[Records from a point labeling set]
━━━
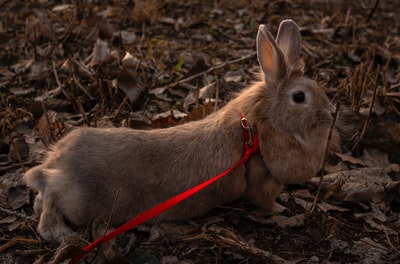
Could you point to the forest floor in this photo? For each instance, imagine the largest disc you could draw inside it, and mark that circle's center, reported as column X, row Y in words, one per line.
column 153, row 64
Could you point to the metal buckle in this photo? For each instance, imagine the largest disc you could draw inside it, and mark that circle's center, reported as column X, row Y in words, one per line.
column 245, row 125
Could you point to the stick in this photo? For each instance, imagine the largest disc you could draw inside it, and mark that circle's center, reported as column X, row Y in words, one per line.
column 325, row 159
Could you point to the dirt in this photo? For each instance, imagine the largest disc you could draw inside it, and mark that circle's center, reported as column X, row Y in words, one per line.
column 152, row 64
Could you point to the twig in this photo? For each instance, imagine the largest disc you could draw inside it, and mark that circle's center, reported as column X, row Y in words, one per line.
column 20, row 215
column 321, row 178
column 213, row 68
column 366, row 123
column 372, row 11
━━━
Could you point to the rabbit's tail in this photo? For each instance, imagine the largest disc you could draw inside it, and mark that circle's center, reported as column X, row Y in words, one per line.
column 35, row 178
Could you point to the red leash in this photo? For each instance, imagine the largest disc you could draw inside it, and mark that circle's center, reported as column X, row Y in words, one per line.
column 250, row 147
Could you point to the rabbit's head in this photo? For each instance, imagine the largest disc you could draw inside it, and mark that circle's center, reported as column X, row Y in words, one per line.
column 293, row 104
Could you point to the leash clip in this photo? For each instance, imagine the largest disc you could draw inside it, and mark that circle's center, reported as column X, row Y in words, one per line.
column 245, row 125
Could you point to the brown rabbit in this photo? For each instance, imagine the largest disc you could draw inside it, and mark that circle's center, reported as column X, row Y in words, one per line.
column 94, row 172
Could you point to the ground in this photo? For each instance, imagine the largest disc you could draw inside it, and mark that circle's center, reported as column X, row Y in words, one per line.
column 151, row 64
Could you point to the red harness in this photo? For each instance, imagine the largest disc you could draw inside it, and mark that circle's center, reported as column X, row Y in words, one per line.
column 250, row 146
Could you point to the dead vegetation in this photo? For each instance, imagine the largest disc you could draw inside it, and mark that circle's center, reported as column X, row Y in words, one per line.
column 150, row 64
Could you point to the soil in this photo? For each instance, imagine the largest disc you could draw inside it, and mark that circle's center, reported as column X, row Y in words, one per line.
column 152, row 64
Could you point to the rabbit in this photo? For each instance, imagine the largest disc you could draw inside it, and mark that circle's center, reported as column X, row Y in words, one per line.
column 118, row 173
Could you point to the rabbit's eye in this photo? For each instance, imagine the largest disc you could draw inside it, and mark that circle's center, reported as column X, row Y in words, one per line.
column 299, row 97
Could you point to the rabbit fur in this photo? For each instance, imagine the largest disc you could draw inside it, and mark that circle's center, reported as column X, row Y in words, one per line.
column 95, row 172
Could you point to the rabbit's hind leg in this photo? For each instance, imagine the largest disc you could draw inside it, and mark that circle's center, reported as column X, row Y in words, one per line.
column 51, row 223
━━━
Copy out the lines from the one containing "Could you point to the rabbit's eye" up to and including the one containing "column 51, row 223", keeping every character the same.

Could you point to the rabbit's eye in this photo? For each instance, imagine the largest disc you could draw inside it, and mark that circle's center, reported as column X, row Y in words, one per line.
column 299, row 97
Could you point to the rabbit fur in this photo? For each instance, imagine the largest disc you could draw inside it, and mark that circle's center, reported as column X, row Y in words, one per line.
column 95, row 172
Could you point to the rabbit's hind leg in this photo? For each instance, imagine the largest disc you could draw inside it, and mark that circle's center, reported as column X, row Y in words, one per line.
column 51, row 223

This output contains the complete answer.